INSTRUCTIONS TO FOLLOW: Convert all the entries below into a JSON list of strings with one string per line. Skip blank lines and leave the pictures out.
** start LISTING **
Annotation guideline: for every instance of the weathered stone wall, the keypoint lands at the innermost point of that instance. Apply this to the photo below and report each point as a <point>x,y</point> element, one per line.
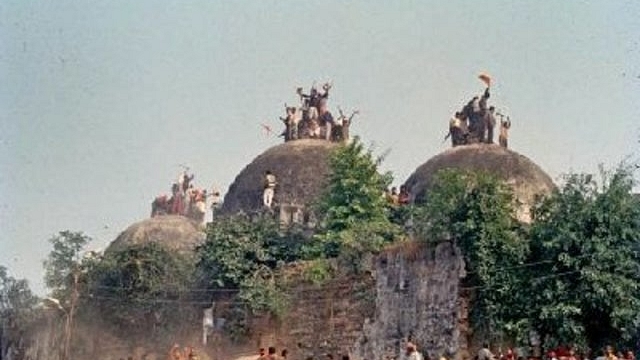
<point>409,291</point>
<point>417,297</point>
<point>412,292</point>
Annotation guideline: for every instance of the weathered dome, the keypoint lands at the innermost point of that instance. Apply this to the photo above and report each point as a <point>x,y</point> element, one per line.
<point>172,231</point>
<point>525,177</point>
<point>300,167</point>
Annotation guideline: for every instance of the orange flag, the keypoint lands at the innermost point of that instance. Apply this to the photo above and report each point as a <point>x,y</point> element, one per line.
<point>485,78</point>
<point>267,129</point>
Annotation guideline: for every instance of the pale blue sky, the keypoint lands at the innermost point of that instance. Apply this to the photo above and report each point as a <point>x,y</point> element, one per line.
<point>101,100</point>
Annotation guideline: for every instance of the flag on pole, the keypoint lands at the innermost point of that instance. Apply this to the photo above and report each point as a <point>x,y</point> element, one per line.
<point>485,78</point>
<point>267,129</point>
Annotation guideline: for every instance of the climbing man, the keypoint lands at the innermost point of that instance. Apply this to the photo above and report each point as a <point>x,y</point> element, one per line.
<point>412,352</point>
<point>269,188</point>
<point>457,130</point>
<point>490,123</point>
<point>505,125</point>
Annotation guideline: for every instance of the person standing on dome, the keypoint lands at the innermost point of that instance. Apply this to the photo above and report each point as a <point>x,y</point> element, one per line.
<point>505,125</point>
<point>326,121</point>
<point>269,188</point>
<point>490,123</point>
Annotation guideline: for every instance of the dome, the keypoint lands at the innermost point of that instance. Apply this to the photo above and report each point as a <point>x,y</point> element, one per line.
<point>525,177</point>
<point>300,167</point>
<point>172,231</point>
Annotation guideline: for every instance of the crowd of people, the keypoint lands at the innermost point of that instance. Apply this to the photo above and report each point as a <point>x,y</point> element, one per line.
<point>186,199</point>
<point>398,198</point>
<point>476,122</point>
<point>559,353</point>
<point>312,118</point>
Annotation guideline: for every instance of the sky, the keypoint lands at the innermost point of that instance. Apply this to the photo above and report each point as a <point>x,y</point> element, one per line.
<point>101,101</point>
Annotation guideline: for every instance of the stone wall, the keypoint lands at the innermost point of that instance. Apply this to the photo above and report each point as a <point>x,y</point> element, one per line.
<point>417,298</point>
<point>411,292</point>
<point>408,292</point>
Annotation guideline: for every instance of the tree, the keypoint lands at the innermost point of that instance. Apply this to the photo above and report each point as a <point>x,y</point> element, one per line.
<point>140,285</point>
<point>63,261</point>
<point>17,311</point>
<point>354,212</point>
<point>475,211</point>
<point>243,253</point>
<point>585,242</point>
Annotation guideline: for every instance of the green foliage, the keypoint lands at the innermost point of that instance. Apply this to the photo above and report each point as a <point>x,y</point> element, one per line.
<point>475,211</point>
<point>17,302</point>
<point>243,253</point>
<point>17,311</point>
<point>238,248</point>
<point>354,212</point>
<point>63,261</point>
<point>585,239</point>
<point>139,285</point>
<point>318,271</point>
<point>573,276</point>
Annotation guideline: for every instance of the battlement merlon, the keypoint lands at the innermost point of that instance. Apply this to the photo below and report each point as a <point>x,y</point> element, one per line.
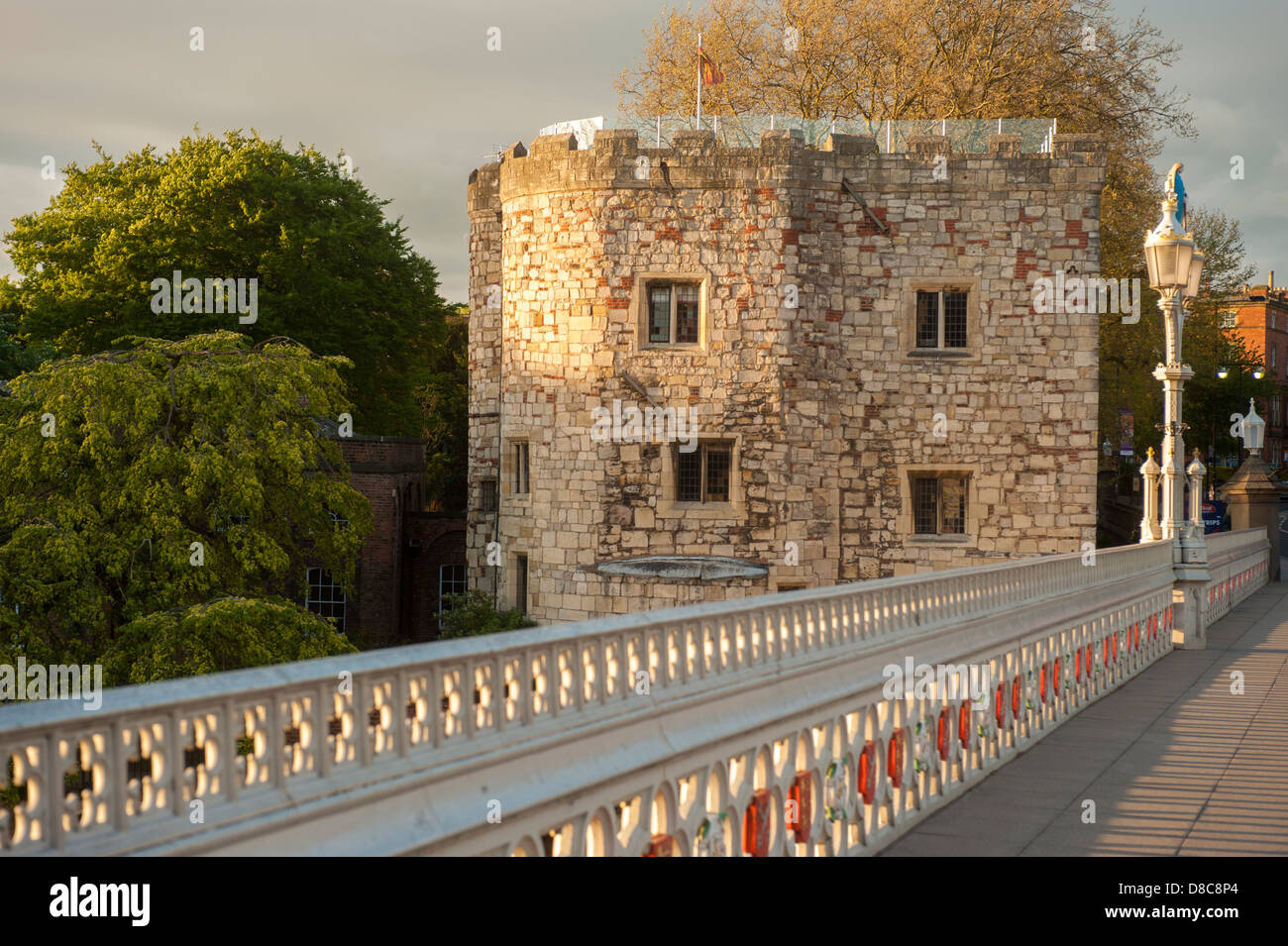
<point>553,163</point>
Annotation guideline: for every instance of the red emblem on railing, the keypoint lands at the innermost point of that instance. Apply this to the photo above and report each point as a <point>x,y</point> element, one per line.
<point>800,808</point>
<point>868,773</point>
<point>894,760</point>
<point>755,825</point>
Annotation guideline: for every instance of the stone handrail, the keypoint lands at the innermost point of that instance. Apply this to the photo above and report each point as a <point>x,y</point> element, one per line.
<point>1237,564</point>
<point>761,725</point>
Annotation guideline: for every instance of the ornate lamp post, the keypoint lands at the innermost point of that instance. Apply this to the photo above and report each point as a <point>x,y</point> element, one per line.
<point>1175,269</point>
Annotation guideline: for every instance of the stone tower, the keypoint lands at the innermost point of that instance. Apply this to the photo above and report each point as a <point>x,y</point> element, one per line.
<point>853,336</point>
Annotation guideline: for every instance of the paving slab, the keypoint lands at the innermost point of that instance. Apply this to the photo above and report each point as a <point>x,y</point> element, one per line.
<point>1177,762</point>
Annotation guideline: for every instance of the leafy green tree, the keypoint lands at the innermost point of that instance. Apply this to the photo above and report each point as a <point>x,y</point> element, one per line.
<point>445,405</point>
<point>223,635</point>
<point>166,475</point>
<point>333,271</point>
<point>14,356</point>
<point>473,614</point>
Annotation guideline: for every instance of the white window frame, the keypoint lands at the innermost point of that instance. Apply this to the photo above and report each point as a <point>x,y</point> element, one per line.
<point>343,620</point>
<point>442,594</point>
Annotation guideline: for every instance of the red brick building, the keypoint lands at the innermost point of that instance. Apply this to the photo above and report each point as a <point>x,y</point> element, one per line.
<point>411,559</point>
<point>1258,315</point>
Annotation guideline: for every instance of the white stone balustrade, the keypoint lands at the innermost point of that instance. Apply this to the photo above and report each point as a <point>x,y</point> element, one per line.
<point>758,725</point>
<point>1237,564</point>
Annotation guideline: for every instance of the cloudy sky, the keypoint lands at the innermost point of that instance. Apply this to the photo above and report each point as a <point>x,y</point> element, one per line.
<point>411,91</point>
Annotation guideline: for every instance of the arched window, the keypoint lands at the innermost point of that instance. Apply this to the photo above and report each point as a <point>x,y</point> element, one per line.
<point>325,597</point>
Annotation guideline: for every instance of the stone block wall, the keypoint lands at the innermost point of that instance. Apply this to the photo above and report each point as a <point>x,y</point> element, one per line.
<point>809,263</point>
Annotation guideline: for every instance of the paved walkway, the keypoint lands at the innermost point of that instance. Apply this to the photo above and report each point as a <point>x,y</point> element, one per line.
<point>1175,764</point>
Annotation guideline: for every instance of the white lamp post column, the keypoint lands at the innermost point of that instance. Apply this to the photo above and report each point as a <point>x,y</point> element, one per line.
<point>1175,269</point>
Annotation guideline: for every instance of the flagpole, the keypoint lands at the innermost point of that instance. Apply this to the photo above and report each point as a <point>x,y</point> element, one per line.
<point>699,81</point>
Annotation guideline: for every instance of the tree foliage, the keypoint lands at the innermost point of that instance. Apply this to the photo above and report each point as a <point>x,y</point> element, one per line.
<point>445,404</point>
<point>473,614</point>
<point>165,475</point>
<point>223,635</point>
<point>333,271</point>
** end LISTING **
REPLY:
[
  "Annotation guideline: for every instance of the weathered stone wall, the keypoint lands at the innermost point of that instance. Apply this to the photo below and report each point as a <point>x,y</point> element, one per line.",
  "<point>409,291</point>",
  "<point>417,297</point>",
  "<point>412,292</point>",
  "Annotation guideline: for every instance of the weathered dome, the keypoint lands at the innermost point of that instance. Apply this to the photo above and report each point as a <point>x,y</point> element, one per line.",
  "<point>172,231</point>",
  "<point>525,177</point>",
  "<point>300,167</point>",
  "Annotation guideline: for every instance of the orange flag, the keypoint lands at the innermost point of that instance. Apply this to the photo above and report each point as a <point>x,y</point> element, one per line.",
  "<point>485,78</point>",
  "<point>267,129</point>",
  "Annotation guideline: for every instance of the pale blue sky, the keypoint lands at the innermost point of that instance. Apply this to the photo above and report each point as a <point>x,y</point> element, one per line.",
  "<point>101,100</point>",
  "Annotation guideline: for every instance of the flag on pole, the keypoint lands at the innermost point of that instance. Apply this to the photo above and report each point as a <point>x,y</point> element, one per line.",
  "<point>485,78</point>",
  "<point>267,129</point>",
  "Annotation guideline: for every instance of the climbing man, the keypoint lands at the innermost point of that instance. Apply this to the photo above and report each point as a <point>x,y</point> element, one per line.",
  "<point>412,352</point>",
  "<point>269,188</point>",
  "<point>457,130</point>",
  "<point>490,123</point>",
  "<point>505,125</point>",
  "Annotation guideline: for every instance of the person standing on dome, the keypoint lands at the innermost point of that instance. Apply this to the photo above and report each point as a <point>x,y</point> element, one per line.",
  "<point>505,125</point>",
  "<point>326,121</point>",
  "<point>269,188</point>",
  "<point>490,123</point>",
  "Annotation guideline: for every instance of the dome, the keypoint lands at the innermost point of that instance. Apply this to the photo above and report each point as a <point>x,y</point> element, one per line.",
  "<point>525,177</point>",
  "<point>300,167</point>",
  "<point>172,231</point>",
  "Annotation guideline: for every instance of the crowd of people, the keypoint lands at the innermost point of that instance. Apply this to the photo above and report each point as a <point>x,y</point> element, one per line.",
  "<point>186,199</point>",
  "<point>398,198</point>",
  "<point>476,122</point>",
  "<point>559,353</point>",
  "<point>312,118</point>",
  "Annotation guideline: for every instance of the sky, the keypoint lands at the innermost point of that instance. Apply this to the photo above and report each point as a <point>x,y</point> element, one per line.",
  "<point>101,101</point>",
  "Annotation guideline: for every instance of the stone wall, the keypoint lands at the innermost point of that instance. Apply this to the photo above and report each point as a <point>x,y</point> element, one per line.",
  "<point>417,298</point>",
  "<point>411,292</point>",
  "<point>408,292</point>",
  "Annotation guideline: for every instance of the tree, the keypoint lands at the innermost point of that instance. Apply this to the photo above and report each point as a <point>x,y</point> element, one per line.",
  "<point>140,285</point>",
  "<point>63,261</point>",
  "<point>17,311</point>",
  "<point>354,212</point>",
  "<point>475,211</point>",
  "<point>243,253</point>",
  "<point>585,242</point>",
  "Annotation guideline: for every instance of the green foliage, the keypoint lands at the innermost point of that instance. Apply this to the photo above and report each point as a <point>x,y</point> element, one per line.",
  "<point>475,211</point>",
  "<point>17,302</point>",
  "<point>243,253</point>",
  "<point>17,311</point>",
  "<point>238,248</point>",
  "<point>354,212</point>",
  "<point>63,261</point>",
  "<point>585,239</point>",
  "<point>139,285</point>",
  "<point>318,271</point>",
  "<point>573,276</point>",
  "Annotation guideline: for every instance of the battlement merlon, the keypoint lands at the innermost point of that instance. Apply this to the photo below and report each point as a <point>x,y</point> element, one per line.",
  "<point>553,163</point>",
  "Annotation guideline: for every instance of the red emblem on railing, the keypoint lands at the innermost point of that instance. Apply this to the photo above and report each point as a <point>x,y</point> element, one per line.",
  "<point>800,808</point>",
  "<point>868,773</point>",
  "<point>894,760</point>",
  "<point>755,825</point>",
  "Annotation guideline: for every instance of the stone handrail, the keypoint lands at the innermost point of that instance. Apply this to the photo above and report each point as a <point>x,y</point> element, one per line.",
  "<point>1237,564</point>",
  "<point>761,725</point>",
  "Annotation guideline: for every instance of the ornate lamp post, the keypoint lands at the innermost point of that instance. Apply this to the photo above and report each point as a <point>x,y</point> element, one per line.",
  "<point>1175,269</point>",
  "Annotation guideline: for every instance of the stone tower, the keypoint lands at the innermost point of that instance. Apply this to the photo above and report each point as a <point>x,y</point> element, one per line.",
  "<point>853,336</point>",
  "Annotation guideline: for every instance of the paving slab, the keypoint lands at the innermost point of that instance. Apply this to the photo above and report each point as a <point>x,y</point> element, one per line.",
  "<point>1177,762</point>",
  "Annotation guideline: for every instance of the leafy green tree, the keypoint lands at the innermost point of that instance. Apply this to the photo above and report each point as a <point>x,y</point> element, one per line.",
  "<point>445,405</point>",
  "<point>223,635</point>",
  "<point>166,475</point>",
  "<point>333,271</point>",
  "<point>14,356</point>",
  "<point>473,614</point>",
  "Annotation guideline: for every instance of the white window frame, the keypoint lands at the innermost point of that instance. Apply this to the photo above and report each point as a <point>x,y</point> element, one per line.",
  "<point>343,620</point>",
  "<point>442,594</point>",
  "Annotation guideline: for every instance of the red brick building, the keypoint lands at the innermost point of that instance. Apply this to the photo above and report each point as a <point>x,y</point> element, one per line.",
  "<point>411,559</point>",
  "<point>1258,315</point>",
  "Annotation guideline: for every instance of the white stone balustrade, the keypoint lands at the innermost point of that instance. Apply this to the photo above and report each point as a <point>x,y</point> element, one per line.",
  "<point>758,725</point>",
  "<point>1237,564</point>",
  "Annotation guideline: for every instance of the cloudy sky, the keypoint lands at the innermost point of that instance. Apply this to the photo above and report each point as a <point>x,y</point> element, one per line.",
  "<point>411,91</point>",
  "Annotation guideline: for every instance of the arched window, the keypoint lands at the innermost point of that instance. Apply this to the photo above and report each point as a <point>x,y</point> element, one per line.",
  "<point>325,597</point>",
  "Annotation guideline: for every instance of the stone block wall, the keypoint lands at the innermost point of that instance. Apply this to the photo above and report each point as a <point>x,y</point> element, one per line.",
  "<point>809,263</point>",
  "Annotation guideline: for every instance of the paved walkway, the keypoint lands at the innermost point of that instance. Apply this to the photo above and report each point as a <point>x,y</point> element, one per line.",
  "<point>1175,764</point>",
  "Annotation guideline: for every instance of the white lamp post column, the keypoint lands at the innermost point of that instance. Apply this to the photo above and report each point as a <point>x,y</point> element, one per line.",
  "<point>1175,269</point>",
  "Annotation guideline: for every instance of the flagpole, the keypoint lands at the innermost point of that instance. Apply this to the photo above and report each point as a <point>x,y</point> element, one per line.",
  "<point>699,81</point>",
  "Annotation guideline: for every instance of the tree foliage, the keypoint lands at the innermost point of that instance. Apply this to the photo above and report each point as a <point>x,y</point> element, one per line.",
  "<point>445,404</point>",
  "<point>473,614</point>",
  "<point>165,475</point>",
  "<point>223,635</point>",
  "<point>333,271</point>"
]